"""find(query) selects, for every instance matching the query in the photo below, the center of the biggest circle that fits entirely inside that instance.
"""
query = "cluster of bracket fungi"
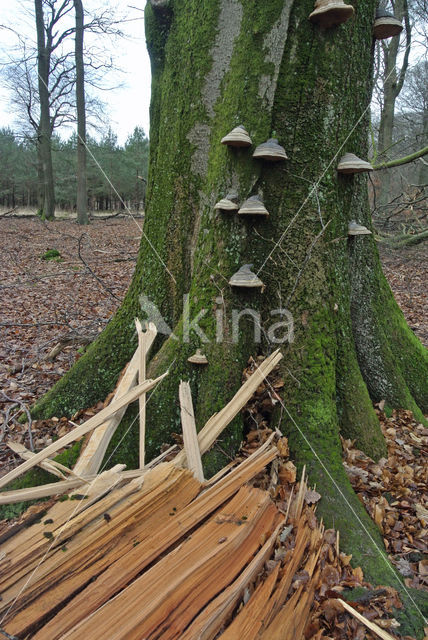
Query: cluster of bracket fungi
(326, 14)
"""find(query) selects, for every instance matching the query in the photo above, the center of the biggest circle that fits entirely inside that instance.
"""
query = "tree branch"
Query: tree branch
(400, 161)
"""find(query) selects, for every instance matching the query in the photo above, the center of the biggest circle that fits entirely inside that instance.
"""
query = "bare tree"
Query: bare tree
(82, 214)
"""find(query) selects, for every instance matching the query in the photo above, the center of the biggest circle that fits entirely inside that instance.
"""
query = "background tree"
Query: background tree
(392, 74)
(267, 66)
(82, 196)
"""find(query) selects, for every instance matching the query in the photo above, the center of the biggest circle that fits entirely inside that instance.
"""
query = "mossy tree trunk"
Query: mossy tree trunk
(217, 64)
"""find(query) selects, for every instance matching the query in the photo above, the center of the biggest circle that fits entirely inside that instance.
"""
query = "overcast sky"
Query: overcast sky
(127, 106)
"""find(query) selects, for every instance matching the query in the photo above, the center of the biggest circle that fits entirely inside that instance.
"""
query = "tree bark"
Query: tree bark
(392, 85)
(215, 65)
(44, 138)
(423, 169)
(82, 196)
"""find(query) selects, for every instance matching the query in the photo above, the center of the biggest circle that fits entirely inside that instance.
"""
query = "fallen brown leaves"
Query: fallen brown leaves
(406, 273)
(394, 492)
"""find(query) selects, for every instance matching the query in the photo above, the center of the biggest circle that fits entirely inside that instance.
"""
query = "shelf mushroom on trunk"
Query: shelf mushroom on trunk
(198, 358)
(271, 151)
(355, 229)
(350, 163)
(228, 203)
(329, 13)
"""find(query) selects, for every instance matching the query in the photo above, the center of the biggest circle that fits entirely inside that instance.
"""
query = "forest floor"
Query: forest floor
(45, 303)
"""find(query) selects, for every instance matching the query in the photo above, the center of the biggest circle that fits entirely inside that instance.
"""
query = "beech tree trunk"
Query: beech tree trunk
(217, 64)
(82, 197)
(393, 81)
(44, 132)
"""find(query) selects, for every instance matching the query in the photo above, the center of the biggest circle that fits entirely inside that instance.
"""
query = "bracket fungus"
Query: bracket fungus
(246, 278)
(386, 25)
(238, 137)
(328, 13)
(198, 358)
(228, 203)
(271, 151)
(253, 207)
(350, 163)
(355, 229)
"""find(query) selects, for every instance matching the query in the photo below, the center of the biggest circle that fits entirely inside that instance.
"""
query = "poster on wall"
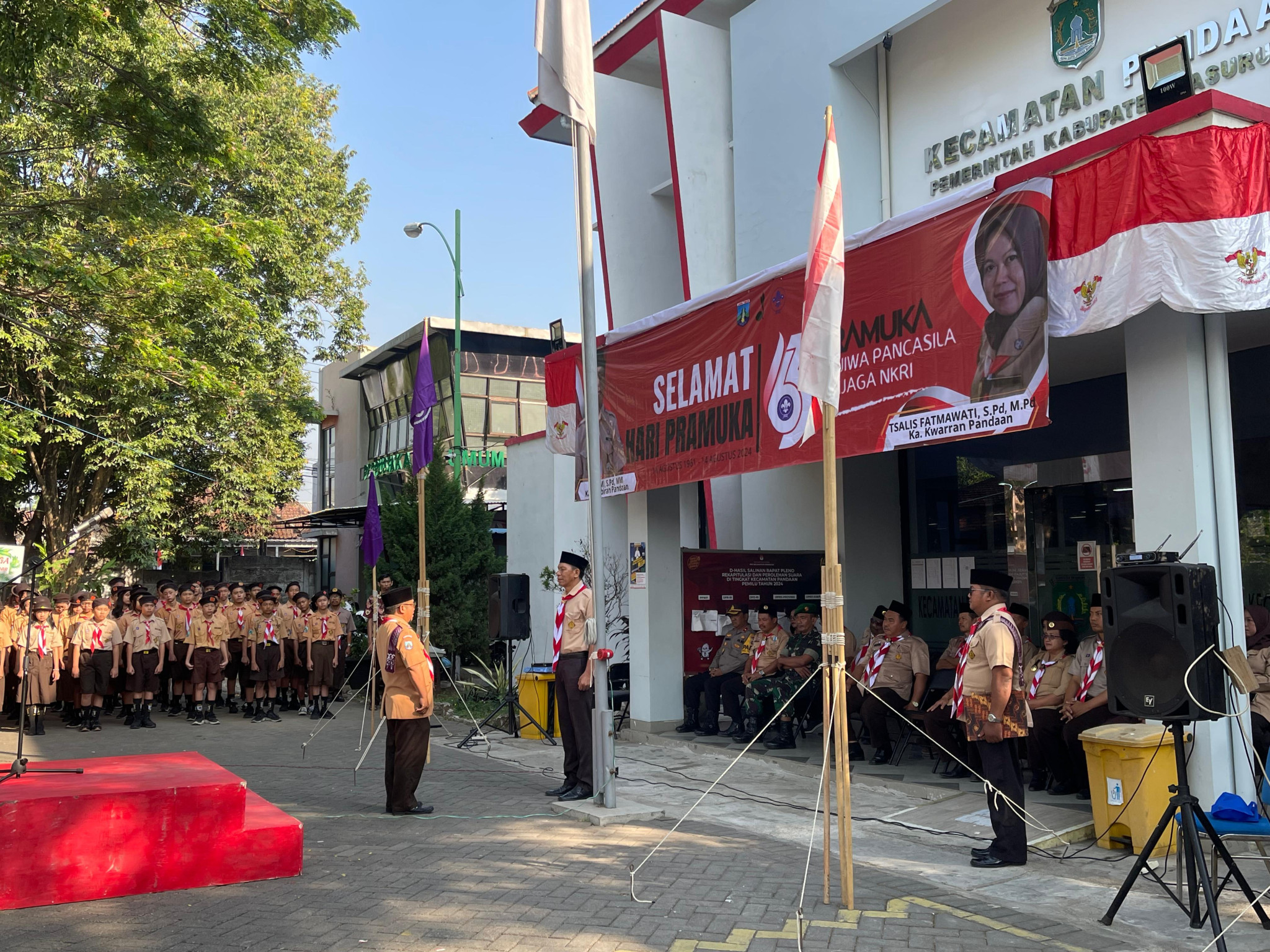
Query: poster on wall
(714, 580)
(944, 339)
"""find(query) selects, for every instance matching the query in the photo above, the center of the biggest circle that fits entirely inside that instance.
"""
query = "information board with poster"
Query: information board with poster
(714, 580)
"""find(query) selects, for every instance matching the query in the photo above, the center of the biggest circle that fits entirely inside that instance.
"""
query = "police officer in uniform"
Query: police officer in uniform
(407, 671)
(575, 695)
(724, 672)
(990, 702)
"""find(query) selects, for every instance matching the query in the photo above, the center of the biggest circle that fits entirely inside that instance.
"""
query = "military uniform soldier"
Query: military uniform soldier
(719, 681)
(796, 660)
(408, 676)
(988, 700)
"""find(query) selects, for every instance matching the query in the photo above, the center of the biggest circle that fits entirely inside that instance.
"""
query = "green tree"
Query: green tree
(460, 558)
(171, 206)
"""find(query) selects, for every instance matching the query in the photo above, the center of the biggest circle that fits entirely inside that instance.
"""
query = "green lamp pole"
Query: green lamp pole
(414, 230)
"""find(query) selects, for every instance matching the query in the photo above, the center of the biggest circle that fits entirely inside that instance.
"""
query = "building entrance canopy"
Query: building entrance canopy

..............................

= Aim of the exercise =
Output every entry word for word, but omit the pictures.

= Response to the exercise =
"""find(query) selects, for every instance matching the query in the photo below, the center of the biggest circle that fits entirely inside that instance.
"""
query = "cluster of bracket fungi"
Query: cluster of bracket fungi
(326, 14)
"""find(query) selects, for every instance matching the query in the photo above, the center of the biggest circle that fits entirely inside that instance.
"""
query = "tree branch"
Query: tree branch
(400, 161)
"""find(query) selects, for every instance matching the query in the photo above, the center of the biggest circle that fits entirely inside that instance.
"""
query = "bare tree"
Query: bare tree
(82, 214)
"""find(query) selects, for every instance matching the query in the photo above, the center of the biggest circle that fits entirely inside that instance.
"""
query = "background tree"
Query: background tree
(392, 74)
(267, 66)
(82, 196)
"""find(query) selects, for every instance matching the query in the photo above, the center of the biggest circle that fits entirely inside that instance.
"""
query = "mossy tree trunk"
Query: mossy tree trunk
(217, 64)
"""find(query) selects, for every instance matching the query in the photo above, the center of the biggest circle that fits entirely inside that instance.
"""
query = "overcast sky"
Query: overcast sky
(127, 106)
"""find(query) selects, for every instance matching the query in the photo above, the center of the biggest circle that fits entirely inside that instance.
"""
query = "tree bark"
Query: tree bark
(392, 85)
(215, 65)
(44, 138)
(423, 169)
(82, 196)
"""find(query) selects, for every instance matching the query in the photo above, the center of the biggest circle that fits entirely inside that instance.
"""
query = "fallen brown leaves"
Query: fallen brown leaves
(406, 273)
(394, 492)
"""find(query) selects, for every instance matching the query in the photo above, the center of the biggest circle that fits entirely inside that instance.
"""
query = "shelf mushroom on trunk"
Query: shelf mushroom on trunk
(198, 358)
(271, 151)
(355, 229)
(350, 163)
(228, 203)
(329, 13)
"""find(query) selects, for every instance matching the query in the photo above, the center of the biggest circle that fits entirely inside that instance.
"""
query = "forest floor"
Query: forest floor
(45, 303)
"""find(query) selects, for every instance matching the query in the photo above, the center of the biggest circle that fits entirely inside that instance.
"""
query = "beech tree trunk"
Query: beech tree trunk
(217, 64)
(82, 197)
(393, 81)
(44, 132)
"""find(query) selects, for every instance matching the query in the photo above, the center of the biggest circle that fits entirely inside that instance.
"""
query = "bracket fungus"
Query: bracket fungus
(246, 278)
(386, 25)
(238, 137)
(328, 13)
(198, 358)
(228, 203)
(271, 151)
(253, 207)
(350, 163)
(355, 229)
"""find(query) selects, for every instance matching the query in the photo below, the center of the biggest circle that fits entirely inside that instance.
"""
query = "poster on wall"
Query: poster on wall
(714, 580)
(944, 339)
"""find(query) selects, for every instance matching the query in the photo above, the center of the biggest circle that fits entirely inside that instance.
"""
query = "information board with poster"
Query: information board with poster
(714, 580)
"""find(query) selects, for every instance matching the query in the photo above, the center of the biggest circle that fits entirely inside that instance.
"""
query = "police officer in uniform"
Query: police officer in uniform
(407, 671)
(575, 695)
(724, 672)
(990, 702)
"""find(query) selects, for every instance matching the query in the photo above, the center of the biggest circle that fits entirely inside that instance.
"""
query = "military uniform soldier"
Query: military uniform soldier
(719, 681)
(796, 660)
(408, 676)
(988, 700)
"""find(query) selects, for every instance matching the query in the photo above, the center of the biggest circle that fits entirely inside that instance.
"""
query = "green tree"
Query: green tree
(460, 558)
(171, 206)
"""find(query) selects, for every instance matching the query in the photo above, the center of the biggest circle that fits entirely inside that instance.
"""
query = "green lamp pole"
Query: green lamp pole
(414, 230)
"""find(query) selects, for every instance matching the query in the photo above, the center of the biggest circle that fits entirely inside that instance.
"""
query = "building entrance canopy"
Query: building entrance canopy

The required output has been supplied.